*Exercise input*:

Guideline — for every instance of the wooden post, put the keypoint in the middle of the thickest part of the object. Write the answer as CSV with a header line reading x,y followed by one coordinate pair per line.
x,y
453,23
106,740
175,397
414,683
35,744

*What this task involves*: From the first line to the last, retype the records exactly as they stand above.

*Worked solution*:
Guideline — for every instance of the wooden post, put the keypoint in the middle of the thickest part of the object. Write the answer as CSV with a header line reading x,y followed by one coordinate pair per line.
x,y
453,23
106,740
175,397
414,683
35,744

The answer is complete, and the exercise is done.